CHALLENGES
(a) Decide whether each statement agrees with the pork-curing thread, answering yes or no and quoting the deciding words: (i) the bellies had been in Pop's Brine since the previous Sunday; (ii) the hams were to be smoked the same weekend as the bacon; (iii) it was 39 degrees outside when the peppered bacon went into the smoker.
(b) Pick up the pork-curing thread after its last line and write what comes next.

# 4 Pieces of Pork Belly and 3 Boneless Shoulder Picnic Hams



## bill ace 350 (Jan 14, 2018)

The bellies have been curing in Pop's Brine since last Sunday.

Just mixed up a batch of Pop's but added some pickling spices, cloves and peppercorns.
injected the hams thoroughly, will let them cure until next weekend.

The temperature is supposed to be 39 degrees next weekend, perfect cold smoking weather.


----------



## foamheart (Jan 14, 2018)

MMMMMMMmmmmmmmm Fresh bacon......... 

I'm in please!


----------



## bill ace 350 (Jan 20, 2018)

The peppered bacon in the smoker.... 38 degrees outside.

Next weekend I'll smoke the hams.


----------



## chopsaw (Jan 20, 2018)

That looks great . Be watching for the hams .


----------



## bill ace 350 (Jan 21, 2018)

PROVIDED INFORMATION
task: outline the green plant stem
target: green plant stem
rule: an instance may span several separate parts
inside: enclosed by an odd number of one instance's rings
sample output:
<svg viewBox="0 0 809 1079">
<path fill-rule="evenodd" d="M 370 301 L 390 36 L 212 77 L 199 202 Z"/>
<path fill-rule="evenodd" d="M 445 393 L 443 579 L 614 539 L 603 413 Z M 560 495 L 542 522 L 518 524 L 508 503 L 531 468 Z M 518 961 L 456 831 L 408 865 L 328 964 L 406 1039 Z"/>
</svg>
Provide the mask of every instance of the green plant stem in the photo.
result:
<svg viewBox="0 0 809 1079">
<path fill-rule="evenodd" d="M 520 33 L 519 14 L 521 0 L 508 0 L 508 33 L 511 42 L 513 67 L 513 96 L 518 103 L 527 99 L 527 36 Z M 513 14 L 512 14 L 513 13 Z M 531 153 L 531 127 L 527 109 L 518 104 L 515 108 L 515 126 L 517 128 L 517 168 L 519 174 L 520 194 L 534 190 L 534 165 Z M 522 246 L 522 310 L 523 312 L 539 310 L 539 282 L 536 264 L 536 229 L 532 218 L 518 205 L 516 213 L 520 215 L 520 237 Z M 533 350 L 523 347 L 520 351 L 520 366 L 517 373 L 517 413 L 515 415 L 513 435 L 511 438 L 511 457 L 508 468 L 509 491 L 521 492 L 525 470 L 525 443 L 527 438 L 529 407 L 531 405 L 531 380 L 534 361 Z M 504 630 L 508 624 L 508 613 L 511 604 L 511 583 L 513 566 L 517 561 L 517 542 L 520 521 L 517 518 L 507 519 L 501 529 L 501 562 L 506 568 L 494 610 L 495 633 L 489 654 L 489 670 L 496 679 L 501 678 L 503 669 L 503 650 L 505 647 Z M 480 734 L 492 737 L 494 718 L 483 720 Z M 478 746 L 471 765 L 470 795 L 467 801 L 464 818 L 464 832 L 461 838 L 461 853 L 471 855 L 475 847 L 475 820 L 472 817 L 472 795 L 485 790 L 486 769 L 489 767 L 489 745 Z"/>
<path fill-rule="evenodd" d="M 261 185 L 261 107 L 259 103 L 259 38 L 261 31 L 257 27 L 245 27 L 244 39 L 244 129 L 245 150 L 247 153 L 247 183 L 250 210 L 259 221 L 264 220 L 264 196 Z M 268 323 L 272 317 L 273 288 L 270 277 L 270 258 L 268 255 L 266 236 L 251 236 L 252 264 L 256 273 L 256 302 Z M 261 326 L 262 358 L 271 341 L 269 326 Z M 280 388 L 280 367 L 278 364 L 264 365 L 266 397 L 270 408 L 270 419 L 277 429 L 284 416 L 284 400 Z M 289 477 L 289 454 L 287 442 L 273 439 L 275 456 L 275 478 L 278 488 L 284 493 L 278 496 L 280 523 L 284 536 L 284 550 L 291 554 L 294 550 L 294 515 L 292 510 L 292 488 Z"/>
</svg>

ANSWERS BELOW
(a)
(i) Yes: "The bellies have been curing in Pop's Brine since last Sunday."
(ii) No: "Next weekend I'll smoke the hams."
(iii) No: "The peppered bacon in the smoker.... 38 degrees outside."

(b)
2nd round of cold smoke started. Temperature is 33 degrees, should get up to 37-38 again. Using B&B Hickory Pellets. Was going to use B&B Apple today, but forgot, and went with the hickory again.


----------



## bill ace 350 (Jan 28, 2018)

Didn't have time to smoke... Pulled one and baked it to internal temp of 145 degrees...

Very, very pleased! not to salty, not too sweet!

Let it cool some and put it through the new slicer...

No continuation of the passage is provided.